■ **Exercise aim**:
If a line in the entries below includes "indicate", show that line.

■ **Given records**:
*****
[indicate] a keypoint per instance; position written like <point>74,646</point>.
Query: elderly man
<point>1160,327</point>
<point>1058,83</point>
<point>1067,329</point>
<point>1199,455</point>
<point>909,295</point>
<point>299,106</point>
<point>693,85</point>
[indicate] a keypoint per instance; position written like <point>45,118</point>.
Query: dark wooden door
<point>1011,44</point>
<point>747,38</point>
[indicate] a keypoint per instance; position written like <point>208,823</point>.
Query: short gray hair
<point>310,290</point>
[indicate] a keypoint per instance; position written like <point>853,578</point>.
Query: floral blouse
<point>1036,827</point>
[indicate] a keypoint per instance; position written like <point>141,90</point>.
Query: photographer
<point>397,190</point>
*****
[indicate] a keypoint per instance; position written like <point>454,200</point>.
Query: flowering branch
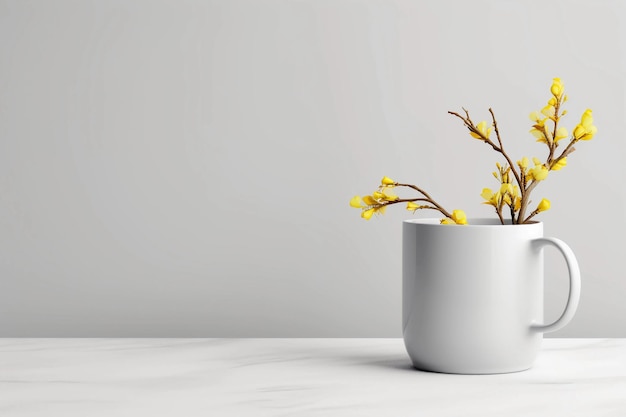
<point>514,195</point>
*****
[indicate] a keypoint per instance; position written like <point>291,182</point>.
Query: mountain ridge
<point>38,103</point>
*****
■ **Response to this task**:
[indicate] a keypoint per instance; position written like <point>74,646</point>.
[indicate] a keypoint per instance; position written like <point>45,118</point>.
[indicate] a keypoint per instance; position written like <point>208,823</point>.
[indicate] a keypoint per instance; position written like <point>853,578</point>.
[indicate] a keypoint per instance; position written like <point>141,90</point>.
[indicate] a keypoint per instance; position written like <point>454,200</point>.
[indicate] a keypoint per instance; position written like <point>291,182</point>.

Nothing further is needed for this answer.